When you return the data, keep every word exact and include none of the images.

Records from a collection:
* * * * *

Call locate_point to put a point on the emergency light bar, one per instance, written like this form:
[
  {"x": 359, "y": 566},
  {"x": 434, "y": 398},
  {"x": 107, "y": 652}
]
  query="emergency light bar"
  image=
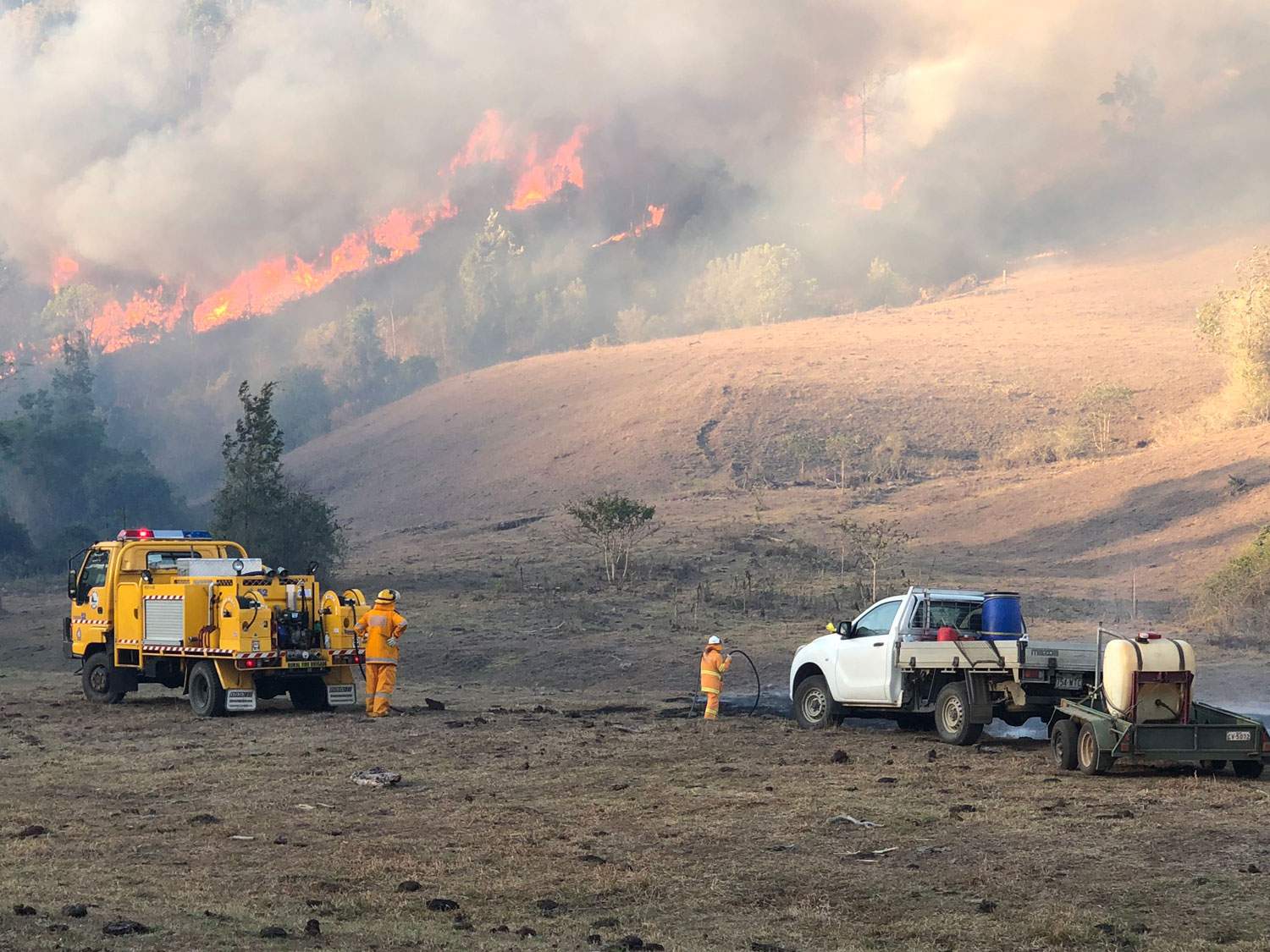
[{"x": 127, "y": 535}]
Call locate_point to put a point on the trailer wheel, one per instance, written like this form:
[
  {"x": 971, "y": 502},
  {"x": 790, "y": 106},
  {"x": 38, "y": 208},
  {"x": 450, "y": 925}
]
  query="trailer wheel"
[
  {"x": 1062, "y": 744},
  {"x": 814, "y": 706},
  {"x": 309, "y": 695},
  {"x": 98, "y": 674},
  {"x": 206, "y": 695},
  {"x": 952, "y": 716},
  {"x": 1091, "y": 759},
  {"x": 1249, "y": 769}
]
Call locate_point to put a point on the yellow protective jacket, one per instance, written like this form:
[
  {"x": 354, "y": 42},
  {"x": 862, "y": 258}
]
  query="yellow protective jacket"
[
  {"x": 376, "y": 627},
  {"x": 713, "y": 665}
]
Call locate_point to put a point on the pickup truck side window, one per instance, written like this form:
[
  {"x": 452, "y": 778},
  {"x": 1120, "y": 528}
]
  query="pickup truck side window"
[{"x": 878, "y": 619}]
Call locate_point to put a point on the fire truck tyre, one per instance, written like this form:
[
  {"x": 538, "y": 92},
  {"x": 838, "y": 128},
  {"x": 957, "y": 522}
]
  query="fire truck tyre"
[
  {"x": 309, "y": 695},
  {"x": 98, "y": 674},
  {"x": 1249, "y": 769},
  {"x": 813, "y": 705},
  {"x": 914, "y": 723},
  {"x": 1062, "y": 744},
  {"x": 952, "y": 716},
  {"x": 1090, "y": 758},
  {"x": 206, "y": 695}
]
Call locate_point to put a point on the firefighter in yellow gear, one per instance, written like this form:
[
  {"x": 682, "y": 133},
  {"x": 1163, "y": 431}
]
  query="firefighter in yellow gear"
[
  {"x": 714, "y": 663},
  {"x": 380, "y": 631}
]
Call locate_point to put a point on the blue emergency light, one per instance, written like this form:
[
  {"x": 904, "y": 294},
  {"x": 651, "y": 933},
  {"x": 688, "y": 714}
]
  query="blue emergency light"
[{"x": 130, "y": 535}]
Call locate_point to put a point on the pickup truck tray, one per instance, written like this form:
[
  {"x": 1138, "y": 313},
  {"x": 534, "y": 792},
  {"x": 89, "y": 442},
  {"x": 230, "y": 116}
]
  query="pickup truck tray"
[{"x": 996, "y": 657}]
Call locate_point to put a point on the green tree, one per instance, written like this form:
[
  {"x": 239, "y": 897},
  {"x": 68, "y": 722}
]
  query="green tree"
[
  {"x": 612, "y": 525},
  {"x": 879, "y": 548},
  {"x": 63, "y": 471},
  {"x": 257, "y": 507},
  {"x": 487, "y": 284},
  {"x": 762, "y": 284},
  {"x": 1102, "y": 405},
  {"x": 1236, "y": 324}
]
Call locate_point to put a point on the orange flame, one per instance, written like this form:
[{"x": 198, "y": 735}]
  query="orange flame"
[
  {"x": 540, "y": 180},
  {"x": 64, "y": 269},
  {"x": 655, "y": 212},
  {"x": 874, "y": 200},
  {"x": 274, "y": 282}
]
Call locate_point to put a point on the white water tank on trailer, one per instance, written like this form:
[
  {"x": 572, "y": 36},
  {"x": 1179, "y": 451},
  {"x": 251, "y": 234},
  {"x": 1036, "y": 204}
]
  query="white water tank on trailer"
[{"x": 1122, "y": 660}]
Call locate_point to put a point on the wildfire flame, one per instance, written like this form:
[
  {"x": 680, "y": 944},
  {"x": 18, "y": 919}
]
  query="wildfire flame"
[
  {"x": 277, "y": 281},
  {"x": 655, "y": 212},
  {"x": 540, "y": 180},
  {"x": 63, "y": 271},
  {"x": 874, "y": 200}
]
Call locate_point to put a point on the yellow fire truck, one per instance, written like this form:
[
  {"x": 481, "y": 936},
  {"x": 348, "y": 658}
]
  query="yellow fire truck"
[{"x": 185, "y": 611}]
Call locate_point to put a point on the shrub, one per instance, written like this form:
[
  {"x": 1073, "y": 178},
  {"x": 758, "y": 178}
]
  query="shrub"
[{"x": 1234, "y": 599}]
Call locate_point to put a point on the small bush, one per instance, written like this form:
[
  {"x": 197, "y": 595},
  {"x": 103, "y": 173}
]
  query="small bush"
[{"x": 1234, "y": 599}]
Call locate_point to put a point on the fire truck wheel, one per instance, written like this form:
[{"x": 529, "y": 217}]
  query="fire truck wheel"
[
  {"x": 1249, "y": 769},
  {"x": 98, "y": 674},
  {"x": 1062, "y": 744},
  {"x": 952, "y": 716},
  {"x": 309, "y": 695},
  {"x": 206, "y": 695}
]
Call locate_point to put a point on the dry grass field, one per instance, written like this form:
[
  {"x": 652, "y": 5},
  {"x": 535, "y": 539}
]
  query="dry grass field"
[{"x": 563, "y": 800}]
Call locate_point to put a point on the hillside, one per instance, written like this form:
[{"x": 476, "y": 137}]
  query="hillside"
[{"x": 958, "y": 378}]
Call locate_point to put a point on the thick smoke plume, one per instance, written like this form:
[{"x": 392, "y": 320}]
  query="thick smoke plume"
[{"x": 190, "y": 140}]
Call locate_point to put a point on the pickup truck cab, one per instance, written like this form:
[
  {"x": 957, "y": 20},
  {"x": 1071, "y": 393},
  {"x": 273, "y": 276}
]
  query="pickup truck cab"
[{"x": 886, "y": 664}]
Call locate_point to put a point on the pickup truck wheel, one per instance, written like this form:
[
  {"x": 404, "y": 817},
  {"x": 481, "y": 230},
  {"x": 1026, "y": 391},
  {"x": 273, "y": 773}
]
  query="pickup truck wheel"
[
  {"x": 1091, "y": 759},
  {"x": 206, "y": 695},
  {"x": 814, "y": 706},
  {"x": 1249, "y": 769},
  {"x": 952, "y": 716},
  {"x": 97, "y": 677},
  {"x": 1062, "y": 744}
]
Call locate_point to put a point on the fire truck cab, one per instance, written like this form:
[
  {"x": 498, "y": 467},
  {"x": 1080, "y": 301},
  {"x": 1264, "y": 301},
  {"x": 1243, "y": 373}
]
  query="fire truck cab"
[{"x": 185, "y": 611}]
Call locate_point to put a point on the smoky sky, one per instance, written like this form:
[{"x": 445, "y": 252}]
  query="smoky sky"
[{"x": 190, "y": 140}]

* * * * *

• RESULT BELOW:
Call locate_point to put a point on the emergency light bar, one per instance, written like this form:
[
  {"x": 359, "y": 566},
  {"x": 434, "y": 398},
  {"x": 107, "y": 652}
]
  query="emergency light bar"
  image=
[{"x": 127, "y": 535}]
Call locate_point to put a point on the trailer wheel, one per instance, written like this form:
[
  {"x": 971, "y": 502},
  {"x": 790, "y": 106},
  {"x": 38, "y": 208},
  {"x": 450, "y": 925}
]
  query="trailer wheel"
[
  {"x": 1062, "y": 744},
  {"x": 814, "y": 706},
  {"x": 309, "y": 695},
  {"x": 98, "y": 674},
  {"x": 206, "y": 695},
  {"x": 952, "y": 716},
  {"x": 1091, "y": 759},
  {"x": 1249, "y": 769}
]
Call locate_point to put a point on the yellow protective jacket, one per instance, written like this form:
[
  {"x": 354, "y": 42},
  {"x": 862, "y": 258}
]
  query="yellow protective jacket"
[
  {"x": 376, "y": 627},
  {"x": 713, "y": 665}
]
Call locate_point to put a point on the pickup truck side window, one per instance, written like this form:
[
  {"x": 452, "y": 778},
  {"x": 1120, "y": 528}
]
  query="pickup truck side window"
[{"x": 878, "y": 619}]
Call locate_point to put a point on the fire truck tyre, one per instance, written like this form:
[
  {"x": 538, "y": 92},
  {"x": 838, "y": 128},
  {"x": 957, "y": 522}
]
  query="fire truck tyre"
[
  {"x": 309, "y": 695},
  {"x": 98, "y": 674},
  {"x": 1249, "y": 769},
  {"x": 813, "y": 705},
  {"x": 914, "y": 723},
  {"x": 1062, "y": 744},
  {"x": 952, "y": 716},
  {"x": 1090, "y": 758},
  {"x": 206, "y": 695}
]
Call locate_point to put a point on the firefighter in yellow gear, one per instance, written like this form:
[
  {"x": 682, "y": 133},
  {"x": 1163, "y": 431}
]
  query="firefighter in yellow gear"
[
  {"x": 714, "y": 663},
  {"x": 380, "y": 631}
]
Call locate_point to put a point on the blue emergency light, one per instance, written like this form:
[
  {"x": 904, "y": 294},
  {"x": 651, "y": 933},
  {"x": 688, "y": 714}
]
  query="blue emergency light"
[{"x": 130, "y": 535}]
Call locate_point to put a point on the pickup truck tray, one per instance, written like this form:
[
  {"x": 1138, "y": 313},
  {"x": 534, "y": 792},
  {"x": 89, "y": 442},
  {"x": 230, "y": 116}
]
  query="pickup truck tray"
[{"x": 996, "y": 657}]
Call locate_point to put a point on the green tree, one per instance, written like this form:
[
  {"x": 239, "y": 897},
  {"x": 68, "y": 722}
]
  query="green tree"
[
  {"x": 612, "y": 525},
  {"x": 879, "y": 548},
  {"x": 63, "y": 471},
  {"x": 257, "y": 507},
  {"x": 487, "y": 284},
  {"x": 762, "y": 284},
  {"x": 1102, "y": 405},
  {"x": 1236, "y": 324}
]
Call locate_point to put a point on the orange flame, one per instance, written like this form:
[{"x": 198, "y": 735}]
  query="orange flame"
[
  {"x": 540, "y": 180},
  {"x": 64, "y": 269},
  {"x": 655, "y": 212},
  {"x": 874, "y": 200},
  {"x": 274, "y": 282}
]
Call locate_point to put a point on the white water tank on trailer, one per instance, written like this form:
[
  {"x": 572, "y": 36},
  {"x": 1179, "y": 451},
  {"x": 251, "y": 234},
  {"x": 1036, "y": 204}
]
  query="white water tank on trailer"
[{"x": 1122, "y": 660}]
Call locate_point to put a point on the wildfire flame, one per instance, written like this form:
[
  {"x": 680, "y": 944},
  {"x": 18, "y": 919}
]
  query="wildfire flame"
[
  {"x": 277, "y": 281},
  {"x": 655, "y": 212},
  {"x": 540, "y": 180},
  {"x": 63, "y": 271},
  {"x": 874, "y": 200}
]
Call locate_point to put a point on the yellow fire truck, one per instance, written like this form:
[
  {"x": 481, "y": 936},
  {"x": 348, "y": 658}
]
  query="yellow fire truck"
[{"x": 185, "y": 611}]
Call locate_point to put a point on the shrub, one per instance, written like this form:
[
  {"x": 1073, "y": 178},
  {"x": 758, "y": 178}
]
  query="shrub"
[{"x": 1234, "y": 599}]
Call locate_point to put a point on the small bush, one per instance, written like this form:
[
  {"x": 197, "y": 595},
  {"x": 103, "y": 173}
]
  query="small bush"
[{"x": 1234, "y": 599}]
Call locate_point to put a point on the fire truck wheel, one per instance, written like this form:
[{"x": 529, "y": 217}]
  query="fire truck wheel"
[
  {"x": 1249, "y": 769},
  {"x": 98, "y": 674},
  {"x": 1062, "y": 744},
  {"x": 952, "y": 716},
  {"x": 309, "y": 695},
  {"x": 206, "y": 695}
]
Call locate_point to put a point on the dry grass field, one per instance, written like this form:
[
  {"x": 652, "y": 5},
  {"x": 535, "y": 539}
]
  query="dry grass field"
[{"x": 563, "y": 800}]
Call locate_point to put a point on the hillside, one per instance, written like this form:
[{"x": 476, "y": 137}]
  query="hillside"
[{"x": 958, "y": 378}]
Call locate_point to put a point on the thick smoke plume, one per instance, written like this form:
[{"x": 392, "y": 320}]
  query="thick smoke plume"
[{"x": 190, "y": 140}]
Call locate_point to put a point on the pickup truck cab, one per instance, written like this form:
[
  {"x": 957, "y": 20},
  {"x": 1071, "y": 393},
  {"x": 273, "y": 276}
]
  query="pickup truck cab"
[{"x": 886, "y": 664}]
Call locate_point to put a point on the pickup truck wheel, one per instance, written like this form:
[
  {"x": 404, "y": 817},
  {"x": 481, "y": 230},
  {"x": 1026, "y": 391},
  {"x": 273, "y": 773}
]
  query="pickup truck wheel"
[
  {"x": 1091, "y": 759},
  {"x": 206, "y": 695},
  {"x": 814, "y": 706},
  {"x": 1249, "y": 769},
  {"x": 952, "y": 716},
  {"x": 97, "y": 677},
  {"x": 1062, "y": 744}
]
Call locate_point to put a point on the fire truck cab, one per instance, written like this form:
[
  {"x": 498, "y": 467},
  {"x": 1080, "y": 301},
  {"x": 1264, "y": 301},
  {"x": 1243, "y": 373}
]
  query="fire truck cab"
[{"x": 185, "y": 611}]
Call locate_point to put a point on the smoky sky, one per instance, written like this form:
[{"x": 445, "y": 252}]
  query="smoky sky"
[{"x": 190, "y": 140}]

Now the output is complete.